WORK INSTRUCTIONS> Copy the lines word for word, starting with the first one and ending with the line that contains "column 812, row 165", including both.

[Excerpts from a location annotation dataset]

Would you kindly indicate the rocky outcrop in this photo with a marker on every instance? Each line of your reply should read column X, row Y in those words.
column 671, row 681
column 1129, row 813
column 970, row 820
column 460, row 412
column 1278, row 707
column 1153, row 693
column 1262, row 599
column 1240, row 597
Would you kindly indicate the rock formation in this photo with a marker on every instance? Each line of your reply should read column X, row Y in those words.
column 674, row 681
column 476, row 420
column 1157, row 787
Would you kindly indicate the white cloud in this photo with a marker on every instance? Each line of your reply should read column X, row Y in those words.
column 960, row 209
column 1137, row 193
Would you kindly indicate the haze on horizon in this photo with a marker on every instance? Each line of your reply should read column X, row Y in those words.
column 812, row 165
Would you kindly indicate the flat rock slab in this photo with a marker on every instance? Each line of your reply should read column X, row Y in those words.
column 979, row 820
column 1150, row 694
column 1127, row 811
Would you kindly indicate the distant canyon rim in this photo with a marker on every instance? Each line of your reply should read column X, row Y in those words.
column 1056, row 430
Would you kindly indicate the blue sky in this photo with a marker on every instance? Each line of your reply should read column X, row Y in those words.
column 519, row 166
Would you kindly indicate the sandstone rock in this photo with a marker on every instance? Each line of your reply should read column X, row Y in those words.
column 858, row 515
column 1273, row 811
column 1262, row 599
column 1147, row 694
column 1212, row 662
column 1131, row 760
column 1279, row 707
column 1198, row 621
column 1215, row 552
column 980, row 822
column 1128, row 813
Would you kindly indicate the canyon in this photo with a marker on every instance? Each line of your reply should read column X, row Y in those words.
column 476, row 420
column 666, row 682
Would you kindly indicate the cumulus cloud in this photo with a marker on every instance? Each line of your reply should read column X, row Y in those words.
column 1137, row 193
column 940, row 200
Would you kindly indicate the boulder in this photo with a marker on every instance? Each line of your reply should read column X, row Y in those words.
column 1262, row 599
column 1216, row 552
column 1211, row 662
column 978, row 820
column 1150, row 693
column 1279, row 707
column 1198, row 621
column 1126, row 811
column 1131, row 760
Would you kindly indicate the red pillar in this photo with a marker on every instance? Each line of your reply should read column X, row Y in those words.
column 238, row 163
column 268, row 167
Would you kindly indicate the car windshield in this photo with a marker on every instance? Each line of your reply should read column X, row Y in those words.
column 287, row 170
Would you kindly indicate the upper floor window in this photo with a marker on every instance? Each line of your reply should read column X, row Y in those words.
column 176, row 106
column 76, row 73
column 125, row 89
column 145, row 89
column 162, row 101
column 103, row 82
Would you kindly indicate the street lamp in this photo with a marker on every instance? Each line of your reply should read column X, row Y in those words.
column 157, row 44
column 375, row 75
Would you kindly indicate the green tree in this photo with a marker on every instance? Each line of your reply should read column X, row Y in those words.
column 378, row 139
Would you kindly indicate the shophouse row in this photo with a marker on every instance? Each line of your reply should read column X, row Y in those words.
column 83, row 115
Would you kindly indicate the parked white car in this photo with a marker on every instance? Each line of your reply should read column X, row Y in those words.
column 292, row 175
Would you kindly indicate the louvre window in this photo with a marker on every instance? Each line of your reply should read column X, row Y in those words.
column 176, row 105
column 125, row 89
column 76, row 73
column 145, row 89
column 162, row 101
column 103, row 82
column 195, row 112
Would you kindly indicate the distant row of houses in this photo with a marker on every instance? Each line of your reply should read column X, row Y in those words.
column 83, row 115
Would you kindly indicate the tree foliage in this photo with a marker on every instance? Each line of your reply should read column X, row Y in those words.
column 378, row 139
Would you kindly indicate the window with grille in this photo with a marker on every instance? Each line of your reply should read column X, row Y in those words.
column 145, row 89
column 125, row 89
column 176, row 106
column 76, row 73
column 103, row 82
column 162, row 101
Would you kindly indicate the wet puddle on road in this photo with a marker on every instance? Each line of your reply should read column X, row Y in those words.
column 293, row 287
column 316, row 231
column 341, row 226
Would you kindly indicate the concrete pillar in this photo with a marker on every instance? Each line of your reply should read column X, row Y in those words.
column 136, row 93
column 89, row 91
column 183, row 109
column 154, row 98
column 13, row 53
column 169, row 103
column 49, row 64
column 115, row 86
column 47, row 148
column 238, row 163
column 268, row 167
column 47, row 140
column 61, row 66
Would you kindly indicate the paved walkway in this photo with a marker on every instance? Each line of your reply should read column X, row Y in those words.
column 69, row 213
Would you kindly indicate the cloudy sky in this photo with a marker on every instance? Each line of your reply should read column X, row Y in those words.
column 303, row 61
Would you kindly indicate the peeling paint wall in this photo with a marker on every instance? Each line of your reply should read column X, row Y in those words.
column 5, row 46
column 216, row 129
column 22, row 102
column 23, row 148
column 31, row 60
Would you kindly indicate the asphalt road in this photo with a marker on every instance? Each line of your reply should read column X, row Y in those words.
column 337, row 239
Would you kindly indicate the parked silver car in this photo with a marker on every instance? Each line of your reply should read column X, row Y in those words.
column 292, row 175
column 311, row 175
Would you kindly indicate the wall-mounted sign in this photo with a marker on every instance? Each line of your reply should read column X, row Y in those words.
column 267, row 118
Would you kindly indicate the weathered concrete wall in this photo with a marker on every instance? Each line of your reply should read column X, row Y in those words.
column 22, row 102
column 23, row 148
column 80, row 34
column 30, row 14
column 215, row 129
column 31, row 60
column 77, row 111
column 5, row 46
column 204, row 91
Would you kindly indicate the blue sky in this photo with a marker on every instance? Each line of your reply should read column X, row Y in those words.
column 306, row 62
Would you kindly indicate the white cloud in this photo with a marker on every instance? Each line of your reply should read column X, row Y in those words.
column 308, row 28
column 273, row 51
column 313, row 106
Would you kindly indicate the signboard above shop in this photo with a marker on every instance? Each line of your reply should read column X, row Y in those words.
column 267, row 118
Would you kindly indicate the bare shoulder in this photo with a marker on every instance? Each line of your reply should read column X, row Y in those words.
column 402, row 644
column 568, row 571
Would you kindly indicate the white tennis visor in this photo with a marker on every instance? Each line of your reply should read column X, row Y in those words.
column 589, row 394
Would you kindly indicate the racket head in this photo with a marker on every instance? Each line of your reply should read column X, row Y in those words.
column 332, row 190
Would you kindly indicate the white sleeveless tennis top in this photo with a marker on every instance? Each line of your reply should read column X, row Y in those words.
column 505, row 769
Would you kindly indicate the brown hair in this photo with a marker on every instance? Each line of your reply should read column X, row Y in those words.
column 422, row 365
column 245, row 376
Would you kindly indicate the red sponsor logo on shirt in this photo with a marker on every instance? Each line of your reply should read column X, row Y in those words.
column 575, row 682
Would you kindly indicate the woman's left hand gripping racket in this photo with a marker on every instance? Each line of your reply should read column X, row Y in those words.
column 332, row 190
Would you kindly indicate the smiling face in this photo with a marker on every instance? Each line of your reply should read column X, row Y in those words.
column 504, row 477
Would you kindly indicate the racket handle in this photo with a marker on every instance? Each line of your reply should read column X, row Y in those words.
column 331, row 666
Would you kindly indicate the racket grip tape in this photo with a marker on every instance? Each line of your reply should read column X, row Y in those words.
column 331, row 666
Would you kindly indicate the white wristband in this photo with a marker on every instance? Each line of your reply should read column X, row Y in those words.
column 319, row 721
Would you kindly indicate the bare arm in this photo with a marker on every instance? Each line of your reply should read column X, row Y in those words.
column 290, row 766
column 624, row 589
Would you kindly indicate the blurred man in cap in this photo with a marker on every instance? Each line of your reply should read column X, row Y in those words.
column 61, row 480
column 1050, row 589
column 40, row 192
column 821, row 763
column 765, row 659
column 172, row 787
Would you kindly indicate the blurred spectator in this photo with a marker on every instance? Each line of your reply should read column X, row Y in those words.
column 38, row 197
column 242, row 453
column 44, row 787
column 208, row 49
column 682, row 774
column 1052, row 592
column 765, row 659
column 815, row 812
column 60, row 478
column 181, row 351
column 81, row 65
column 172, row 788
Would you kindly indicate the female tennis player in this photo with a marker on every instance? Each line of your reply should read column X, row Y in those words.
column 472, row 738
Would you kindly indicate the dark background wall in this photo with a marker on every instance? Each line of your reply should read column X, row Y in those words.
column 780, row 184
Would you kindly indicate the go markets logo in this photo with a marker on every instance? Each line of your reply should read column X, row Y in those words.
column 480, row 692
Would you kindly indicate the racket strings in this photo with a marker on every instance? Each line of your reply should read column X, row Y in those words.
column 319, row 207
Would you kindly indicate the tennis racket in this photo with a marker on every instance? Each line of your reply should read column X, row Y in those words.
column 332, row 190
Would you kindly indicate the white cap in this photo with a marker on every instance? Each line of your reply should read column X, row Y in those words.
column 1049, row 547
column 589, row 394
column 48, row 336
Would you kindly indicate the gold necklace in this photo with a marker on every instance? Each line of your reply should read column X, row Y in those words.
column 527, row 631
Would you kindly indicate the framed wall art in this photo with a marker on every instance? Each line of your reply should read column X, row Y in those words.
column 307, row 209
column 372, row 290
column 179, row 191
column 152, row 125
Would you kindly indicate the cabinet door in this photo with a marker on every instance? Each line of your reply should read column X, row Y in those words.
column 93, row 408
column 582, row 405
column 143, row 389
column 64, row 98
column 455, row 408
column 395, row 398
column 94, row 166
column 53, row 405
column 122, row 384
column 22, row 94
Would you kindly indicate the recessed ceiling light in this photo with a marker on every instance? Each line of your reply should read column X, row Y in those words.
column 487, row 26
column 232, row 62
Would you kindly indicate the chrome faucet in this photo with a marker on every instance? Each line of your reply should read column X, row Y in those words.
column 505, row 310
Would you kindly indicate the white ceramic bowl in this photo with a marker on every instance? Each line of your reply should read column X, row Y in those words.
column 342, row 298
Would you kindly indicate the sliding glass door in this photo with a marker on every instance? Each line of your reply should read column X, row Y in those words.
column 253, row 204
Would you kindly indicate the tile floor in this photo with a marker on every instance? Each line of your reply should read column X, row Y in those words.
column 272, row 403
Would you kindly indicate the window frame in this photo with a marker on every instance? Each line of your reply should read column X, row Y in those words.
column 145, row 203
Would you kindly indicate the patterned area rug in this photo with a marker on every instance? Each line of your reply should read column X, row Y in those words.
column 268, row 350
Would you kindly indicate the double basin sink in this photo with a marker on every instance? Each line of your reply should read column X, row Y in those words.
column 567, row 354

SOLUTION TO THIS PROBLEM>
Would you kindly indicate the rocky outcrop in this photo with a marker on every instance? Each line of your reply should read column X, row Y in those words.
column 671, row 681
column 1129, row 813
column 970, row 820
column 460, row 412
column 1278, row 707
column 1153, row 693
column 1262, row 599
column 1240, row 597
Would you kindly indicate the rock formation in this photo with a marker on every instance? Each line of your reply should read column X, row Y in those words.
column 674, row 681
column 476, row 420
column 1157, row 787
Would you kindly indicate the white cloud in this photo with a marker on every instance? Each line of your reply should read column X, row Y in those words.
column 960, row 209
column 1137, row 193
Would you kindly indicate the haze on horizon in this photo with a marker on every instance? Each line of your reply should read column X, row Y in those words.
column 812, row 165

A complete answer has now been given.